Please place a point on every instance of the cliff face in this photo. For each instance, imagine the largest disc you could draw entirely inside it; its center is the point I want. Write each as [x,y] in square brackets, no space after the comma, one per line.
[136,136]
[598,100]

===

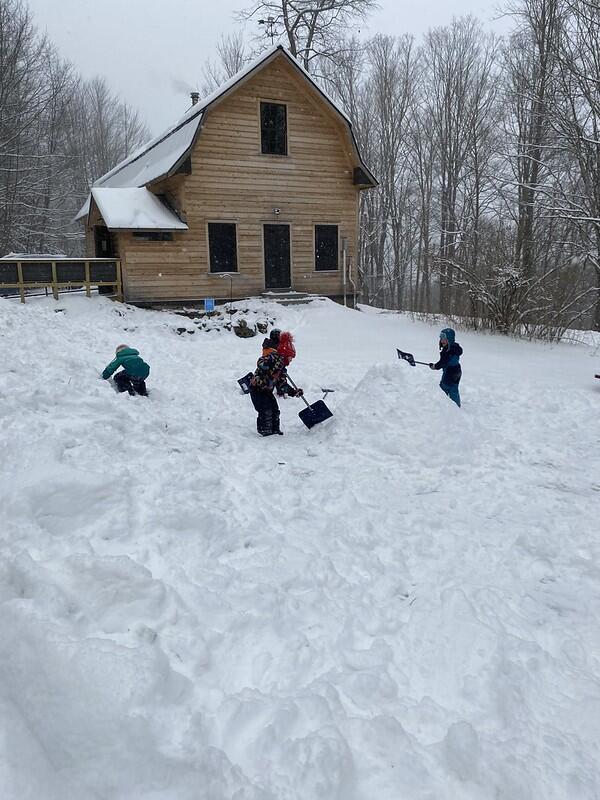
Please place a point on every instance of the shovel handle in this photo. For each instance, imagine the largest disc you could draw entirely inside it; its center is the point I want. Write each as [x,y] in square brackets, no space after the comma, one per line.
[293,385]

===

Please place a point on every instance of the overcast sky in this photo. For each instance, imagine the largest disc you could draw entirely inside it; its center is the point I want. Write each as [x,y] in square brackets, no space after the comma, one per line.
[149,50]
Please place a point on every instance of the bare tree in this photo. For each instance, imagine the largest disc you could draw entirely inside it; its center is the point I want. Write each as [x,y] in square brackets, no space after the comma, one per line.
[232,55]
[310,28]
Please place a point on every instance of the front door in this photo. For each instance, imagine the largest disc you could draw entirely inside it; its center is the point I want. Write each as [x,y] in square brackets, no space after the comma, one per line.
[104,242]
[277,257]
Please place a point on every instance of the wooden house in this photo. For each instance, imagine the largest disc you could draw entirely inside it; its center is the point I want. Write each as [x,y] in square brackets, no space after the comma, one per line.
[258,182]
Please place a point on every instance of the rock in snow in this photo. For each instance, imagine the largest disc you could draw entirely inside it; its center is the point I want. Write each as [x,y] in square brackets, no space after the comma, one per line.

===

Directions
Which lines of the entries above contain the word "wooden", with case counting? Gather every one of them in full.

The answer
Please place a point on every instance of the wooden house in this photo. For each instance, imagine the largest disc you could draw entirely inside it; its center is the point I want. Write each as [x,y] in square brackets, no space after the comma, one per line.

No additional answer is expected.